### Exercise details
Copy the data from its first line through the line holding "[[252, 66]]", inclusive, substituting "corroded steel trailer" for "rusty metal trailer" and keeping everything else unchanged. Leave the pictures out.

[Start Material]

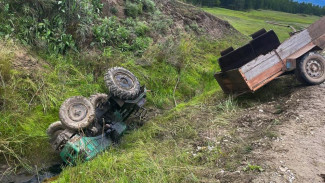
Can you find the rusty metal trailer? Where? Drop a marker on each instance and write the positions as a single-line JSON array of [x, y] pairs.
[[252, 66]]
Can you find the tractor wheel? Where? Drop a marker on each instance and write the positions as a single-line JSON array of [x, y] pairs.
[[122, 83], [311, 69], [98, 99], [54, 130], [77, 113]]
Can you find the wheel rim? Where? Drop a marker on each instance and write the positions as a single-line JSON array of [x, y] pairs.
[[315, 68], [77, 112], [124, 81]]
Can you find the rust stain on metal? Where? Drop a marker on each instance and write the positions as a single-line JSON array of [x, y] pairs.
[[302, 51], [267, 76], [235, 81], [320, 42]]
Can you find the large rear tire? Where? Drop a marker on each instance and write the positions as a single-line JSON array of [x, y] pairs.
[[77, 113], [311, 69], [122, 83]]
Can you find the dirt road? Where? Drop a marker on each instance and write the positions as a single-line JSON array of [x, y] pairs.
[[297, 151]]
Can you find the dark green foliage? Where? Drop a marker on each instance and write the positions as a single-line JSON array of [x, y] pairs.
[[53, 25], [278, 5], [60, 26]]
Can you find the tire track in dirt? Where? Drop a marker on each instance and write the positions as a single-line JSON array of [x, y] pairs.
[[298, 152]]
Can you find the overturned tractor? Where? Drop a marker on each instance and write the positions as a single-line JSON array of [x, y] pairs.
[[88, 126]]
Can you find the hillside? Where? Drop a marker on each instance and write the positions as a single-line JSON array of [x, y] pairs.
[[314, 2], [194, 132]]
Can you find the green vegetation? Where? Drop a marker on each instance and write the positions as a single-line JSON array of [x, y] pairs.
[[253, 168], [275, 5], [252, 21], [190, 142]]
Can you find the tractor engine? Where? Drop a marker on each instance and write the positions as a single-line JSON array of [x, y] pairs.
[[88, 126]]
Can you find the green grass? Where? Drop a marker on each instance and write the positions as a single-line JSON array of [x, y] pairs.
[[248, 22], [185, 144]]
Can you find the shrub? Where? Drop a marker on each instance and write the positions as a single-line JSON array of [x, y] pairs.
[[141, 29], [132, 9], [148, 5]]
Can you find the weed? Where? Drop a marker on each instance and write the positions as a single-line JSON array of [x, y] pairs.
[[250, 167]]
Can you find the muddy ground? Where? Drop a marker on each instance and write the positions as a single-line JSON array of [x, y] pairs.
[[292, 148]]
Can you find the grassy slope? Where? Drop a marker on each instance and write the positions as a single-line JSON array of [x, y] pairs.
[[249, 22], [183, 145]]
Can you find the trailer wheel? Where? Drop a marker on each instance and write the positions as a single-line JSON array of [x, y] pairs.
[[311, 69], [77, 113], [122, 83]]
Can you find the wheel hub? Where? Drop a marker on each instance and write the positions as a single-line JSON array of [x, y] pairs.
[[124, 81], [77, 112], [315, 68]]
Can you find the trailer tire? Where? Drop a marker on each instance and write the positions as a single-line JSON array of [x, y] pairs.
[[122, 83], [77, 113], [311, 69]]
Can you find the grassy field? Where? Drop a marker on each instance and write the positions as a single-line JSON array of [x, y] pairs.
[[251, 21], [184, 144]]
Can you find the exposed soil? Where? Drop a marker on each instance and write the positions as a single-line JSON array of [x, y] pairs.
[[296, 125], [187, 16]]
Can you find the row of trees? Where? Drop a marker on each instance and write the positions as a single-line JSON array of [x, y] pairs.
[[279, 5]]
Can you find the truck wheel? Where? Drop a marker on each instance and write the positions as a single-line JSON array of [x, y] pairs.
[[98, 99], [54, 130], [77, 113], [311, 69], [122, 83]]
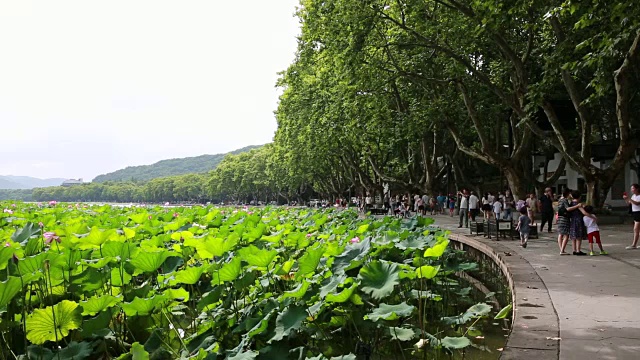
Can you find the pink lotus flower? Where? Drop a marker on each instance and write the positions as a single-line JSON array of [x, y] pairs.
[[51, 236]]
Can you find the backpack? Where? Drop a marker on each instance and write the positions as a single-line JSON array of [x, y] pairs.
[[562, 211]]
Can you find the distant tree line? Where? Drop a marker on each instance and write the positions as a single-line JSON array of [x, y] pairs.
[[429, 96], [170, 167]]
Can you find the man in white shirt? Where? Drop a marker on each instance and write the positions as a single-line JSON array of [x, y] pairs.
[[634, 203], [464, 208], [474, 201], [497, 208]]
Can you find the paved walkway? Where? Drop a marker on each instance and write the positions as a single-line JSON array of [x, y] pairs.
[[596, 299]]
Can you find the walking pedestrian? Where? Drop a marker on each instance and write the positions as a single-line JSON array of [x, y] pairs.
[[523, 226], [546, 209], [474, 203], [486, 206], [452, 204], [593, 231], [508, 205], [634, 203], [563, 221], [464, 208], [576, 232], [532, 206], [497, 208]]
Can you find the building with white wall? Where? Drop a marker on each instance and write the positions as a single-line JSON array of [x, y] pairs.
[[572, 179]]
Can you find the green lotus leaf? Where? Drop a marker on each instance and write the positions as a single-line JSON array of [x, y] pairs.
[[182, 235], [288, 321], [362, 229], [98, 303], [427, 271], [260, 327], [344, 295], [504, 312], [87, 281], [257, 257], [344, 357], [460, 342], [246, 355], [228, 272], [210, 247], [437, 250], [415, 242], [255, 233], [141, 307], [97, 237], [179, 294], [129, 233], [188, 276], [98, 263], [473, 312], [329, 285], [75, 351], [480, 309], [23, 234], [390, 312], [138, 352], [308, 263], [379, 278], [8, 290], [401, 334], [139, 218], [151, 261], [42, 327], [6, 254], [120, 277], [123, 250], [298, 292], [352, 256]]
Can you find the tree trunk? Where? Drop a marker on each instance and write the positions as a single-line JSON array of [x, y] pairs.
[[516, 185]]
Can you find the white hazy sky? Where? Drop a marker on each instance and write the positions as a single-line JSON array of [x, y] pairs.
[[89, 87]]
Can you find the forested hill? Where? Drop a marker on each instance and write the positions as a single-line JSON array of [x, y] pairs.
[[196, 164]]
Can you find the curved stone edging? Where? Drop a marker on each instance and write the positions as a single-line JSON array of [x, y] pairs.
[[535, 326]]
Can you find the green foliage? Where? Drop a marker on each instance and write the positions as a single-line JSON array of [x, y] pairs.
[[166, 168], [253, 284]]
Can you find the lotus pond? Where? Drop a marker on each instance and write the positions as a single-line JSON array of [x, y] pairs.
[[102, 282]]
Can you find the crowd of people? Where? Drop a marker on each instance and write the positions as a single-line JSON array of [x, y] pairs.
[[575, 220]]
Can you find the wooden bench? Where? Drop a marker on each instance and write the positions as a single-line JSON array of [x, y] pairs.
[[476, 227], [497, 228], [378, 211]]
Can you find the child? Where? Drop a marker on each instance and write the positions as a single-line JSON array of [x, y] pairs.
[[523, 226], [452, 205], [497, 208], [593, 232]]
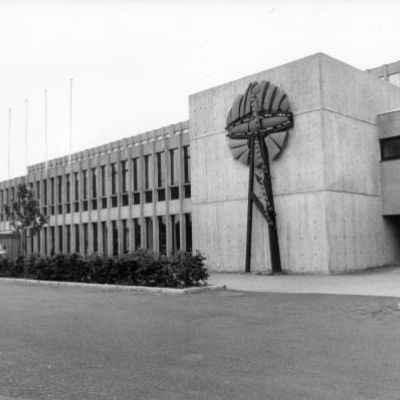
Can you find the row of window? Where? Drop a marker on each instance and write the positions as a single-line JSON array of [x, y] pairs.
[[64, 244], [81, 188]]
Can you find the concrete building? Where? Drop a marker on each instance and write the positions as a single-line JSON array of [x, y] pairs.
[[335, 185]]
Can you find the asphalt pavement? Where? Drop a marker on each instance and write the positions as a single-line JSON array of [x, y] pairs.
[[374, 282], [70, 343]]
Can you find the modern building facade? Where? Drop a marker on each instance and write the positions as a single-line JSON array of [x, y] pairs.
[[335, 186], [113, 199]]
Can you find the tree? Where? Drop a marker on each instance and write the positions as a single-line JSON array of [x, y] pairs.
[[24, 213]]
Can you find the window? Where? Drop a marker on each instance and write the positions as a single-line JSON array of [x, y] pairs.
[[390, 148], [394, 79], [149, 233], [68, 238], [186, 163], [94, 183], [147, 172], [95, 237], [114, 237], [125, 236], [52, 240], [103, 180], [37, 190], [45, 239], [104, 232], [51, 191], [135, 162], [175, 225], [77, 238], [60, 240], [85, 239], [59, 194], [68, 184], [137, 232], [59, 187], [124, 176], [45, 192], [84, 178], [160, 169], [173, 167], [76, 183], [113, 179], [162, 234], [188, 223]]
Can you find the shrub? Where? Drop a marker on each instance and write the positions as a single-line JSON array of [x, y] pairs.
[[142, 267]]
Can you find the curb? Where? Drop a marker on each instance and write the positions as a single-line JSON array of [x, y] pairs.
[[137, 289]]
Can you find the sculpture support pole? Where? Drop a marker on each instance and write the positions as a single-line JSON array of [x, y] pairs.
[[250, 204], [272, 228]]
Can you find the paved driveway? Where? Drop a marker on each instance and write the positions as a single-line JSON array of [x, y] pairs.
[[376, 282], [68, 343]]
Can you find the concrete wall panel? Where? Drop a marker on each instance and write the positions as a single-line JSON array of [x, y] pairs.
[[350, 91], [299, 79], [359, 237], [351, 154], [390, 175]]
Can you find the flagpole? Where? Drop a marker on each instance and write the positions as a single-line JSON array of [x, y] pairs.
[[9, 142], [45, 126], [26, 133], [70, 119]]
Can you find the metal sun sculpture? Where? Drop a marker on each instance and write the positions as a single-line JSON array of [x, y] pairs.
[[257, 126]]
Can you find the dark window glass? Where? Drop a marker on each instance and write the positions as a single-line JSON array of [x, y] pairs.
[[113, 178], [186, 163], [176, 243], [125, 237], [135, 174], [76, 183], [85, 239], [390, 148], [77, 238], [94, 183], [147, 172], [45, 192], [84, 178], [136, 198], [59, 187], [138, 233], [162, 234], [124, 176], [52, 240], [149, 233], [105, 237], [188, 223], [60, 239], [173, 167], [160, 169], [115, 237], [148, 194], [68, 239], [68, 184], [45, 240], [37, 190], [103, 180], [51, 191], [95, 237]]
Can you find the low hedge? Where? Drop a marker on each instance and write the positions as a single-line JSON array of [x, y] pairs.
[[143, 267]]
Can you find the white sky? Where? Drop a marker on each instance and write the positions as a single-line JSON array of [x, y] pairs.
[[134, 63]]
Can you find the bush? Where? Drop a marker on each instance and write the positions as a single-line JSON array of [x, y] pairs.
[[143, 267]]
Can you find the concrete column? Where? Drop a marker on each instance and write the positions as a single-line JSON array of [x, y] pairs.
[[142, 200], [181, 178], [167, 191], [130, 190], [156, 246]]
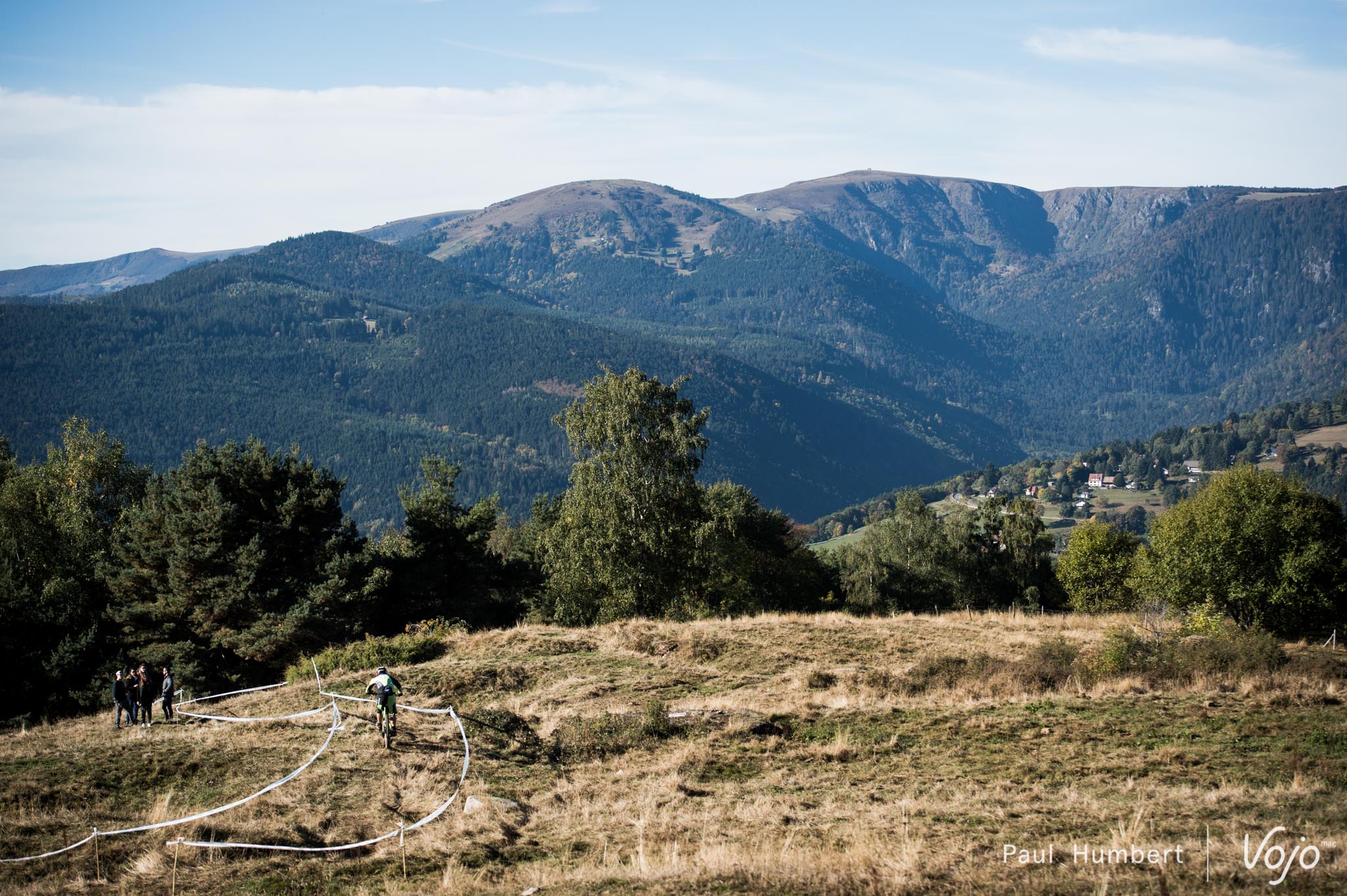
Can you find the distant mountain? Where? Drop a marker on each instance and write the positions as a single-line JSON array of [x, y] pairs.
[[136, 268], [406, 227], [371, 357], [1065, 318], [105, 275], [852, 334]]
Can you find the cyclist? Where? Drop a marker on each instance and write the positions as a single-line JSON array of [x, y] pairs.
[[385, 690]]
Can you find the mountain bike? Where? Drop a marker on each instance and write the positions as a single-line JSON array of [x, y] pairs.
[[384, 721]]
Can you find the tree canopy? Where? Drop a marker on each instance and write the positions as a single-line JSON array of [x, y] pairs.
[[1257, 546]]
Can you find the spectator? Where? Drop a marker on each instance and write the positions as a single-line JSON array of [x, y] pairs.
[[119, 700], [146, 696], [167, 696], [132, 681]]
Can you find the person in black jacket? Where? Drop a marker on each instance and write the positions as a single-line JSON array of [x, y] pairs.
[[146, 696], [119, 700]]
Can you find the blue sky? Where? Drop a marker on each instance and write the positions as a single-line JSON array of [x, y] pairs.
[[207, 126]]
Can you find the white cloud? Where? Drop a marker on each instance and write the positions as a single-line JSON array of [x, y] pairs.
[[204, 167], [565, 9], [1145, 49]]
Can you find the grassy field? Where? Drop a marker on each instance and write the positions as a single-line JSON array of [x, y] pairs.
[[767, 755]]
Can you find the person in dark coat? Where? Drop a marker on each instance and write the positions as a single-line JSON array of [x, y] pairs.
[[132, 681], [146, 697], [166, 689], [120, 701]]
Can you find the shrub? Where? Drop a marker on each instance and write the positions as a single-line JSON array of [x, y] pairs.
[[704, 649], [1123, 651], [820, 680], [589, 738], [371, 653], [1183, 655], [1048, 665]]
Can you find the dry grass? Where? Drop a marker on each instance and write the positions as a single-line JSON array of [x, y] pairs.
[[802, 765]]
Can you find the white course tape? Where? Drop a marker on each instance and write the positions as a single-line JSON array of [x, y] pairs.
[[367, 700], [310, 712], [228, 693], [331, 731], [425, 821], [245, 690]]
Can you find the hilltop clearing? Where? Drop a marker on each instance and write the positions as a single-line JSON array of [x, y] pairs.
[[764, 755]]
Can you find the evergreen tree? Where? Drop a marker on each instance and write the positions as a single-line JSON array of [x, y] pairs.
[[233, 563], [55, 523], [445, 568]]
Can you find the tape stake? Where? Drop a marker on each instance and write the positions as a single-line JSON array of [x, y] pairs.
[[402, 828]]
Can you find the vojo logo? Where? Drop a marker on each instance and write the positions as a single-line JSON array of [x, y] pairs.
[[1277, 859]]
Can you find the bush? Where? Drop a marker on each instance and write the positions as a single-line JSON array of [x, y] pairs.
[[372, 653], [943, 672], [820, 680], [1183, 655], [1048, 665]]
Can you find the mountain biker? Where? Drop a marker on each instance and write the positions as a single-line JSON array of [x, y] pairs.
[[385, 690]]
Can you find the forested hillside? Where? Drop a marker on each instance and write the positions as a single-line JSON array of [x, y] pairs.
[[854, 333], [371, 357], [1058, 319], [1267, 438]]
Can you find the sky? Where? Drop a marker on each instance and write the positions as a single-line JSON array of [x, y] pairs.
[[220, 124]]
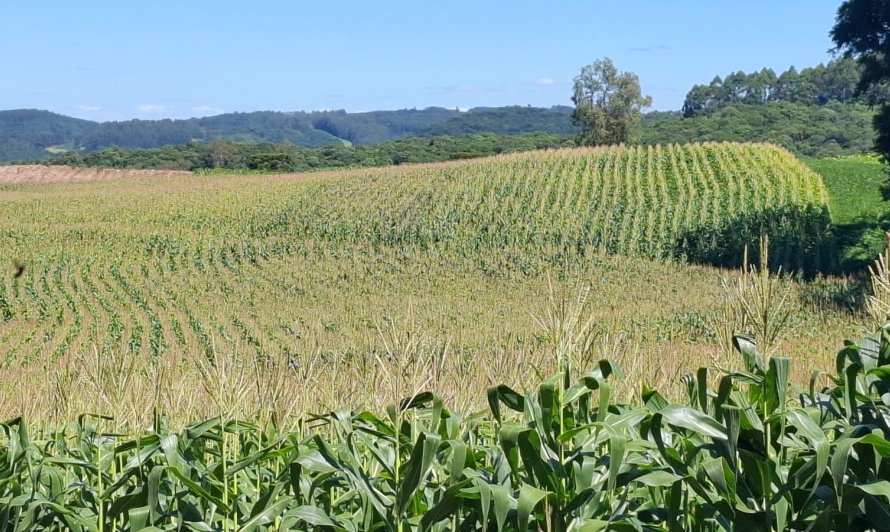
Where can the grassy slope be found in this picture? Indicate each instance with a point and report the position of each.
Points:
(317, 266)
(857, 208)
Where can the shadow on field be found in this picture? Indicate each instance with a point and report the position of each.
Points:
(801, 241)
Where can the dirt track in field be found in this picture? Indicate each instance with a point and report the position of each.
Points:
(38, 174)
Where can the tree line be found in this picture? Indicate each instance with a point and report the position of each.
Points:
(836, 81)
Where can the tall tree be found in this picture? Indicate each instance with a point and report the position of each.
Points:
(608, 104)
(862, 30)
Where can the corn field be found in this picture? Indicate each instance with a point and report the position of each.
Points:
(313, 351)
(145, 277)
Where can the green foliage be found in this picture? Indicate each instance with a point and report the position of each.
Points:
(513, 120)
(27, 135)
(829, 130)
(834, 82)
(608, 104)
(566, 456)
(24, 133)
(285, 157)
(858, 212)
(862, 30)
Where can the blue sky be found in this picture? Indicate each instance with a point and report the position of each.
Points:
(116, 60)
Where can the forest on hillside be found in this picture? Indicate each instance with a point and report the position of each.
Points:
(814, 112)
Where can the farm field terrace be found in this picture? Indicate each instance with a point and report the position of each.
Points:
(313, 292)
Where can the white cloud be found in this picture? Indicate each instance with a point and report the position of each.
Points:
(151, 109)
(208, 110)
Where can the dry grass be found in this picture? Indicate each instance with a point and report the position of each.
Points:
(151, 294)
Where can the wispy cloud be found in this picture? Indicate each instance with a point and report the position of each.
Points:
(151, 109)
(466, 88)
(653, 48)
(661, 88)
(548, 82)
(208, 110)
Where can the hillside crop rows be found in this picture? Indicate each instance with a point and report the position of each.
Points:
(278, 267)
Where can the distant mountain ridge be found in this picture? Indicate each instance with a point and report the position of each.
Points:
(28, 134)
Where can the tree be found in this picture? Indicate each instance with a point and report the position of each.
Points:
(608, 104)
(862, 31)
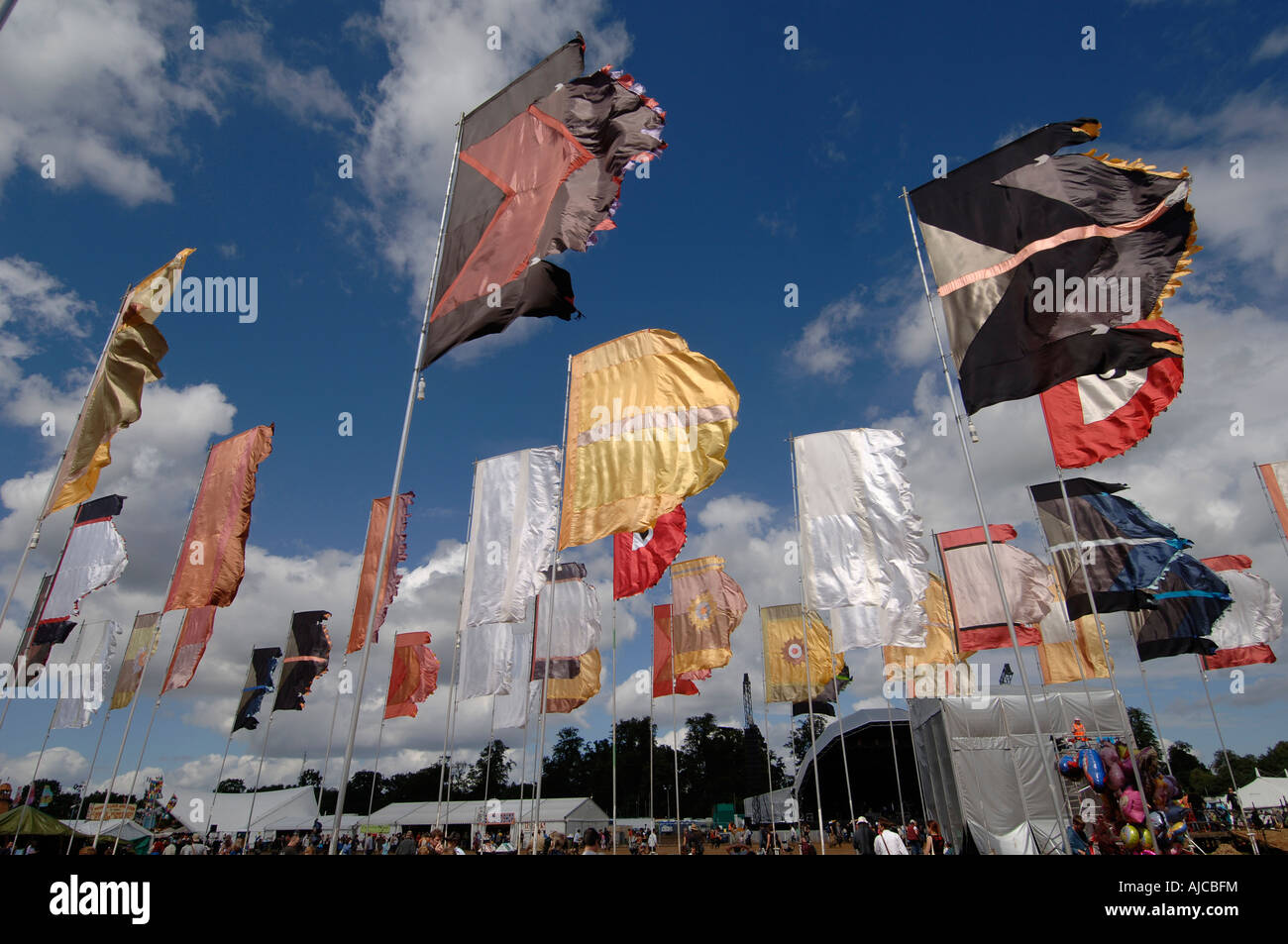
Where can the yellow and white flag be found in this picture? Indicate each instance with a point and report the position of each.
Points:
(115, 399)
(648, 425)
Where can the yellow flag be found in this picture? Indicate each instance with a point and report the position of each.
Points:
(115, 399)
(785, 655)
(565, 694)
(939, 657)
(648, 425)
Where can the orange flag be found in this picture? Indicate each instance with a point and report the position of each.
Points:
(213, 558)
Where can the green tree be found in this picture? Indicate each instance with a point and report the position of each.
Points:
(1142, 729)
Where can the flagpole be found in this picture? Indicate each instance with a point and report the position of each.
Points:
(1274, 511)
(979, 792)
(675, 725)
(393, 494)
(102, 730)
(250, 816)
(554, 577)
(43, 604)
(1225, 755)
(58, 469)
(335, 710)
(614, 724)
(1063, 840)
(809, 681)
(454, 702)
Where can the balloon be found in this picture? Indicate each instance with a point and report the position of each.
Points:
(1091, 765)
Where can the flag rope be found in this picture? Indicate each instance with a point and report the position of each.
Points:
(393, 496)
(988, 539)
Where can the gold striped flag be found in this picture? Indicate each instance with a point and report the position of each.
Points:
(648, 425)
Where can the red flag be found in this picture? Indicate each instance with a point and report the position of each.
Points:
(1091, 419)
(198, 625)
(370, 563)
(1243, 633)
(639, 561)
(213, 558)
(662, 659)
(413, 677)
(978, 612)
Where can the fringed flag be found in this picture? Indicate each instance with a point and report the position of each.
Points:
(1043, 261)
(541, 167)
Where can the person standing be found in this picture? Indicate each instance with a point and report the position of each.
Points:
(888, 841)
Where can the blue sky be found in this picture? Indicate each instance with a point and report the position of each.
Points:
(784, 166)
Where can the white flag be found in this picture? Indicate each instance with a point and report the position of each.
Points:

[End Material]

### Result of the task
Can you find the corroded steel trailer? Where? Drop a marker on each instance and write the positions as a single-line JSON array of [x, y] pairs.
[[252, 66]]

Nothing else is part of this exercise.